Region annotation entries
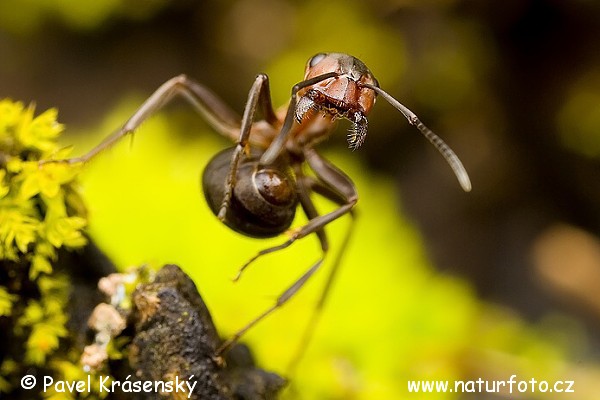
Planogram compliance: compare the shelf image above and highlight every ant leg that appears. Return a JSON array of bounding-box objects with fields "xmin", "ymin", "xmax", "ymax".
[
  {"xmin": 287, "ymin": 177, "xmax": 356, "ymax": 376},
  {"xmin": 234, "ymin": 148, "xmax": 358, "ymax": 280},
  {"xmin": 42, "ymin": 75, "xmax": 240, "ymax": 163},
  {"xmin": 216, "ymin": 258, "xmax": 323, "ymax": 357},
  {"xmin": 216, "ymin": 149, "xmax": 358, "ymax": 356},
  {"xmin": 217, "ymin": 74, "xmax": 277, "ymax": 221}
]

#### [Exercise instructions]
Write out all of the material above without altering a single character, but leave out the pictures.

#### [Complete response]
Planogram compliance: compare the shelf image above and highlight every ant leg that appears. Return a JSON array of bounding-box objects with fields "xmin", "ymin", "xmax", "ymax".
[
  {"xmin": 287, "ymin": 177, "xmax": 356, "ymax": 376},
  {"xmin": 234, "ymin": 148, "xmax": 358, "ymax": 280},
  {"xmin": 42, "ymin": 75, "xmax": 240, "ymax": 163},
  {"xmin": 216, "ymin": 258, "xmax": 323, "ymax": 357},
  {"xmin": 216, "ymin": 149, "xmax": 358, "ymax": 356},
  {"xmin": 217, "ymin": 74, "xmax": 277, "ymax": 221}
]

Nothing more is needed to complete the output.